YOUR GOAL. Repeat each of the entries below word for word.

EXCERPTED RECORDS.
----------

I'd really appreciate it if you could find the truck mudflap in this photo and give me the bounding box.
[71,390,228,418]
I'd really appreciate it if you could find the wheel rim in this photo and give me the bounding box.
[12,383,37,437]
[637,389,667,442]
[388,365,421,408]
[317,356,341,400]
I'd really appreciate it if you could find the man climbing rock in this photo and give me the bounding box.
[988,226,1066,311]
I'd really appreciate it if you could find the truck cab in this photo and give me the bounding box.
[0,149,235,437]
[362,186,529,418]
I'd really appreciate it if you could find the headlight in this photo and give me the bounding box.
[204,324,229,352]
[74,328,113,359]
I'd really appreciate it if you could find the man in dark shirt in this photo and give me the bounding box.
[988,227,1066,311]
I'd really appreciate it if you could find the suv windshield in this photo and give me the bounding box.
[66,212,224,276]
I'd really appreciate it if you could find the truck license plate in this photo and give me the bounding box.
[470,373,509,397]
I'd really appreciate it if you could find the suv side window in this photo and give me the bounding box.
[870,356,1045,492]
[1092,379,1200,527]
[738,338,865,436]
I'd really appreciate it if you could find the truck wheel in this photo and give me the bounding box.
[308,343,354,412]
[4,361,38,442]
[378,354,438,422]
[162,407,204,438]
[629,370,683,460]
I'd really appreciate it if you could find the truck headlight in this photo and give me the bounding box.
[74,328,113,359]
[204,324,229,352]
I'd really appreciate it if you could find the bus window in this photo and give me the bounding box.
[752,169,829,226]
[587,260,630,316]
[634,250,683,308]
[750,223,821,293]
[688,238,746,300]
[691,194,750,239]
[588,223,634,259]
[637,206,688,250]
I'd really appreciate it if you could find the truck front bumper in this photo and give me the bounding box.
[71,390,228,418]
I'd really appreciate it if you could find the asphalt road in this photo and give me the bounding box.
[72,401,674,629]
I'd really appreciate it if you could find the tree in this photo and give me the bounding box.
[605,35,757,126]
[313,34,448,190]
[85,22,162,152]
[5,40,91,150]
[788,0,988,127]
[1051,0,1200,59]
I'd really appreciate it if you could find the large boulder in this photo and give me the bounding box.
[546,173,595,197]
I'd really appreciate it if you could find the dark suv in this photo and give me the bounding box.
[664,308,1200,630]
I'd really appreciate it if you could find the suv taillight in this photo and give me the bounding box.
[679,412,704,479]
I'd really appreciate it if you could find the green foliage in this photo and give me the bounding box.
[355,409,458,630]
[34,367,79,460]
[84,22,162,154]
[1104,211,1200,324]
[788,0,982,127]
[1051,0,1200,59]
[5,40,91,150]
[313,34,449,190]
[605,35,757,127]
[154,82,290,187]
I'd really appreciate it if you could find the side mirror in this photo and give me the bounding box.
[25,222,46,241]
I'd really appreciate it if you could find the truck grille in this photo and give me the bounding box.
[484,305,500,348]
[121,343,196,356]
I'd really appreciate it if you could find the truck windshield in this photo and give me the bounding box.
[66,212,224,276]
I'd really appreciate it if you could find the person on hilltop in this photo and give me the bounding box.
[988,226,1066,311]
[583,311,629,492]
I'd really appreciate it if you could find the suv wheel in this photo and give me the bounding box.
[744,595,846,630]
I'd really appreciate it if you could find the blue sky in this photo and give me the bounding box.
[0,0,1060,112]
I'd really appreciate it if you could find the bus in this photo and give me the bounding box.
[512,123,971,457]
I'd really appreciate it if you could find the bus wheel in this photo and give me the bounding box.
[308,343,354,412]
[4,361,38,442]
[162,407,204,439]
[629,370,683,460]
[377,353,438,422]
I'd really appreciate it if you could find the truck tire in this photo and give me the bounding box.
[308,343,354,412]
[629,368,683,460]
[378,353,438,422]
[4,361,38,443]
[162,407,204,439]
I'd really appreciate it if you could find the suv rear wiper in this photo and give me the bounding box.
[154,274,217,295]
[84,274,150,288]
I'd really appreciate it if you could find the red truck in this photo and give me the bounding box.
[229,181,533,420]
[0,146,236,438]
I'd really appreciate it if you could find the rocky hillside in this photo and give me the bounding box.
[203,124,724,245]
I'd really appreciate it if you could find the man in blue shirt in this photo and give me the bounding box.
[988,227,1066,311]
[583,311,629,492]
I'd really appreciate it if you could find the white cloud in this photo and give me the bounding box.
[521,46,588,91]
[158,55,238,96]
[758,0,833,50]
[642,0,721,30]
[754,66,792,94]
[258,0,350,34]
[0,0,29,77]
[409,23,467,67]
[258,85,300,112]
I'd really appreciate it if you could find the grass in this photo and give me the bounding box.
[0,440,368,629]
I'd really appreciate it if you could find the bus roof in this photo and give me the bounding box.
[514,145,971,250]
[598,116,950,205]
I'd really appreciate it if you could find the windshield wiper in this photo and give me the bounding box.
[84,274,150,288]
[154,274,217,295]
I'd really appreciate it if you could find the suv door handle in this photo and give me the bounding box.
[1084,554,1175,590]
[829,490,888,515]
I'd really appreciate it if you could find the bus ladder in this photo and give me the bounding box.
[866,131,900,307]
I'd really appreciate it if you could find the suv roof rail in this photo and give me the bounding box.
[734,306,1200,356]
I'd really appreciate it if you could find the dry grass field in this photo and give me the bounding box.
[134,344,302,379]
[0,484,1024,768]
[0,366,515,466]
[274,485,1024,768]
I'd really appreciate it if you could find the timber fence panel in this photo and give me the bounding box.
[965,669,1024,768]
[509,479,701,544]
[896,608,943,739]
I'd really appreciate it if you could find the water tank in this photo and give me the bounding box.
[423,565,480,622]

----------

RESPONSE TO THIS EXERCISE.
I'd really appreciate it if you could find the truck mudflap in this photo and give me the bounding box.
[71,390,228,418]
I'd really appreciate it if you could find the wheel rim in this photo and give me the bounding box.
[12,383,37,437]
[637,389,667,442]
[388,365,421,408]
[317,356,341,400]
I'd really appreciate it if you could find the man climbing rock in this photo and give me the bounding box.
[988,226,1066,311]
I'd really appreciate it if you could find the truck cab in this photo and give me the bounding box.
[0,149,235,437]
[362,186,529,418]
I'd really appreciate it if you could find the headlight in this photo and give me the bounding box.
[204,324,229,352]
[74,328,113,359]
I'd really appreciate it if you could find the man in dark shirt in this photo and give me the bounding box.
[988,227,1066,311]
I'd really appreciate it if you could find the suv windshield in this photo and give me the bounding box.
[66,212,224,276]
I'd really appreciate it if you could find the truck license plate in this photo and give me the bounding box.
[470,373,509,397]
I'd really appreciate it if you could find the suv side window in this photo and give me the bounding box.
[870,356,1045,492]
[1092,379,1200,527]
[738,338,865,436]
I'd really appreciate it if you could find the truck wheel in this photo and give me the bounding box.
[308,343,354,412]
[4,361,38,442]
[378,354,438,422]
[162,407,204,438]
[629,370,683,460]
I'd really appreciate it if you could find the truck headlight in this photo and give me the bounding box.
[74,328,113,359]
[204,324,229,352]
I'd really appreciate it if you could find the bus window in this photo and give me the bounding box.
[752,169,829,226]
[587,260,630,316]
[634,250,683,308]
[750,223,821,293]
[688,238,746,300]
[691,194,750,239]
[588,223,634,259]
[637,206,688,250]
I'd really appreciate it if you could find the truck front bumper in this photo and give me the bounding box.
[71,390,228,418]
I'd really appreciate it if you could find the asphalt road in this photo and give me the bounding box.
[72,401,674,629]
I'd really appreciate it if you could find the tree in this photo and give me the bounding box.
[605,35,757,126]
[313,34,448,190]
[85,22,162,152]
[5,40,91,150]
[788,0,988,127]
[1051,0,1200,59]
I'd really appreciate it if you could find the large boulder in this photo and give me the bounding box.
[546,173,595,197]
I'd really appreciate it if you could find the dark suv in this photo and give me the bounding box.
[664,308,1200,630]
I'd really appreciate it if you could find the suv taillight in this photo and give me the bounding box.
[679,412,704,479]
I'd really appreciate it if you could find the green foliage in this photo and give me the bounding box.
[355,409,458,630]
[34,367,79,460]
[84,22,162,154]
[1104,211,1200,324]
[788,0,982,127]
[1051,0,1200,59]
[5,40,91,150]
[313,34,449,190]
[605,35,757,127]
[154,82,290,187]
I'd really appreciate it if you could find the side mirror in this photo and give me the bounding box.
[25,222,46,241]
I'd really appreciate it if you could find the truck grille in this photo and give me the bounding box.
[484,305,500,348]
[121,343,196,356]
I'd really appreciate it if you could find the truck windshield in this photo and give me the bounding box.
[66,212,224,276]
I'd really appreciate it if you could find the person on hilltop in this photo and give me the bounding box.
[988,226,1066,311]
[583,311,629,492]
I'd really appreciate it if you could find the suv wheel in this photo and give me the bounding box.
[744,595,846,630]
I'd really appreciate it if you could find the blue sky in this photo and give me the bounding box.
[0,0,1060,112]
I'd really appreciate it if you could find the bus in this photo and give me the bounding box.
[512,123,971,457]
I'd really appreciate it if you could find the bus wheel in this photo and give me the bounding box.
[308,343,354,412]
[4,361,38,442]
[162,407,204,439]
[629,370,683,460]
[377,353,438,422]
I'd really appreciate it if you could find the truck tire in this photo and give me the bounding box.
[308,343,354,412]
[629,368,683,460]
[378,353,438,422]
[4,361,38,443]
[162,407,204,439]
I'd really appreciate it if you could find the suv rear wiper in this photo and give me the bounding box.
[154,274,217,295]
[84,274,150,288]
I'd really appreciate it if you could find the red truck in this photo and give me the bounding box.
[229,181,533,420]
[0,146,236,438]
I'd really appreciate it if you could find the rocky hillside in this photo and give me the bounding box.
[203,124,724,245]
I'd really appreciate it if you could find the man in blue shirt in this photo and give me the bounding box.
[988,227,1066,311]
[583,311,629,492]
I'd really appreciate it if you could find the white cloud in this photo and give me the bounding box.
[521,46,588,91]
[158,55,238,96]
[758,0,833,50]
[642,0,721,30]
[754,66,792,94]
[258,0,350,34]
[0,0,29,77]
[409,23,467,67]
[258,85,300,112]
I'd really appreciate it if you could find the grass in this photo and give me the bounding box.
[0,440,368,629]
I'd really appreciate it if you could find the bus roof in this photo and give me the bounding box.
[514,145,971,250]
[598,116,950,205]
I'd really appreciate it if you could find the windshield wiper in this photo and give me the bounding box.
[84,274,150,288]
[154,274,217,295]
I'd really appreciate it if you could find the suv door handle in this photo and give me the bounding box.
[1084,554,1175,590]
[829,490,888,515]
I'd really appreciate it if you could find the bus ladder in this photo and give me the bounding box.
[866,131,900,307]
I'd really appreciate it if you could find the suv roof rail in this photo and give me the bounding box.
[734,306,1200,356]
I'd really appreciate it if you could find the dry grass field in this photo and give me the bounding box.
[134,344,302,379]
[0,484,1024,768]
[0,366,515,466]
[274,485,1024,768]
I'd really appreciate it if you could find the timber fence panel in this photo and give me the bounding box.
[965,669,1024,768]
[509,479,701,544]
[896,608,943,739]
I'd really appreciate it if you could find the water tank in this photo and give me the bounding box.
[423,565,480,622]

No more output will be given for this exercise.